:: What you should do ::
Output the listing below as a two-column CSV with the columns "question" and "reply," one row for every request. Put each request's text and its answer in a single quoted field, replacing line breaks with spaces.

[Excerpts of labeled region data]
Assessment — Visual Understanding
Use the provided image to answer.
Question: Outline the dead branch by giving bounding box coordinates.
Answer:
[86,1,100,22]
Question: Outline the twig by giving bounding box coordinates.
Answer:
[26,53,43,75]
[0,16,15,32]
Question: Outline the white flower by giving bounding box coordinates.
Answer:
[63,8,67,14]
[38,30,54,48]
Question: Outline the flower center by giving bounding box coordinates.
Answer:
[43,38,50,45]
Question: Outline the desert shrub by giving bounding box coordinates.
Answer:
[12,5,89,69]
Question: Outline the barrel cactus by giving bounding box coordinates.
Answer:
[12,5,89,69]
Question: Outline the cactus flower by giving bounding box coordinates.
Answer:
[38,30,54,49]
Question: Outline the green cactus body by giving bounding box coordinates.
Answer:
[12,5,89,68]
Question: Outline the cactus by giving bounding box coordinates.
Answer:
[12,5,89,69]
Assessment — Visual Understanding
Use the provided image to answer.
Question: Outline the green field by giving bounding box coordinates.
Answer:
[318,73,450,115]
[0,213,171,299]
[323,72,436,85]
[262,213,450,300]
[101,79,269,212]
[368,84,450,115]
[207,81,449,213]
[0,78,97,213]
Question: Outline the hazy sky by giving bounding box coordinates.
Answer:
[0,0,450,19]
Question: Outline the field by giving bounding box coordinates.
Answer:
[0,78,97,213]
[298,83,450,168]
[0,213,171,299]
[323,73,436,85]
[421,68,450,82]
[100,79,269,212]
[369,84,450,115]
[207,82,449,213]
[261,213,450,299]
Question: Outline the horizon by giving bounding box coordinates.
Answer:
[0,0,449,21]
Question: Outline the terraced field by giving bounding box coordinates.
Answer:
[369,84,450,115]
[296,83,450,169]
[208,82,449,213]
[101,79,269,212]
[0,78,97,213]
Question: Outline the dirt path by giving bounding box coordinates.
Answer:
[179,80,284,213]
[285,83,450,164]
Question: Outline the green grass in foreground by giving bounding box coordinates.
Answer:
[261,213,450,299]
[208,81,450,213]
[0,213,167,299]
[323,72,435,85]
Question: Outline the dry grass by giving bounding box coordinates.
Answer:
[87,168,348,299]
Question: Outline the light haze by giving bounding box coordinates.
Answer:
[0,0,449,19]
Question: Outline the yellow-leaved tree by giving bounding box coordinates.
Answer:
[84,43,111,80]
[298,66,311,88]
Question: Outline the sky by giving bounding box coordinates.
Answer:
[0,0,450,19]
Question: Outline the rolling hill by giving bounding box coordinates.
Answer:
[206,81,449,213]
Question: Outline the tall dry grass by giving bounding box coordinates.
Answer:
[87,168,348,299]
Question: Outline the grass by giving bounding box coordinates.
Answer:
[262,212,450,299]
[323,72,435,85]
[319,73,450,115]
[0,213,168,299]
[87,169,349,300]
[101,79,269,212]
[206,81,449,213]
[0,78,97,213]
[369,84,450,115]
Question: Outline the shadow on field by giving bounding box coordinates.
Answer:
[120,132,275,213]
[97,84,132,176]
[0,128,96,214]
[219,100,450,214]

:: Solved problem ::
question,reply
"Assessment — Visual Understanding Use the provided image to answer. Question: Outline the dead branch by giving bounding box coordinates. Answer:","[86,1,100,22]"
"Question: Outline the twig by giving bounding box coordinates. Answer:","[26,53,43,75] [0,16,15,32]"
"Question: Outline the white flower by giving bounding box coordinates. Answer:","[63,8,67,14] [38,30,54,48]"
"Question: Outline the flower center by giving bounding box coordinates. Answer:","[43,38,50,45]"
"Question: Outline the desert shrub by giving bounding box coordinates. Answer:","[12,5,89,69]"
"Question: Outline the barrel cactus by giving bounding box coordinates. Answer:","[12,5,89,69]"
"Question: Outline the cactus flower by giving bounding box coordinates. Answer:","[38,30,54,49]"
"Question: Outline the green cactus body by giving bounding box coordinates. Answer:","[12,5,89,68]"
"Question: Outline the cactus by giving bounding box coordinates. Answer:","[12,5,89,69]"
"Assessment — Visual Understanding Use the provided image to answer. Question: Outline the green field by giving bounding box coordinates. Answer:","[318,73,450,115] [0,213,171,299] [323,72,436,85] [262,213,450,300] [101,79,269,212] [368,84,450,115] [207,81,449,213] [0,78,97,213]"
"Question: Outline the hazy sky by giving bounding box coordinates. Answer:","[0,0,450,19]"
"Question: Outline the field by giving bounding box coordinates. Answer:","[0,78,97,213] [298,83,450,168] [0,213,171,299] [323,73,436,85] [421,68,450,82] [100,79,269,212] [369,84,450,115] [207,82,449,213] [261,213,450,299]"
"Question: Outline the horizon by giving bounding box coordinates. Answer:","[0,0,449,21]"
"Question: Outline the terraced field by giving bounding box coordinates. Answer:","[369,84,450,115] [296,83,450,169] [208,82,449,213] [101,79,269,212] [0,78,97,213]"
"Question: Outline the dirt path by giving bounding box coordinates. Answer:","[179,80,284,213] [285,83,450,164]"
"Question: Outline the green grass in foreground by giving bounding box coordinates. Answer:","[261,213,450,299] [208,81,450,213] [0,213,167,299] [323,72,435,85]"
"Question: Outline the dry grass by giving bounding box coordinates. Answer:","[87,168,348,299]"
"Question: Outline the light haze by giving bounding box coordinates. Answer:","[0,0,449,19]"
"Question: Outline the yellow-leaved tree by giving bounding box coordinates. Answer:","[84,43,111,80] [298,66,311,88]"
"Question: Outline the sky by giving bounding box coordinates. Answer:","[0,0,450,19]"
"Question: Outline the rolling hill by giving bounding box coordinates. Answer:","[206,81,449,213]"
"Question: Outline the tall dry grass by giving bounding box coordinates. Answer:","[87,168,348,299]"
"Question: Outline the grass by giving bounding box coordinates. Answer:","[262,212,450,299] [323,72,435,85] [319,73,450,115] [0,213,168,299] [87,169,349,300] [101,79,269,212] [206,81,449,213] [0,78,97,213] [369,84,450,115]"
"Question: Outline the shadow on field by giving bounding box coordinates. Answer:","[120,132,275,213] [97,84,132,176] [0,128,96,214] [219,100,450,214]"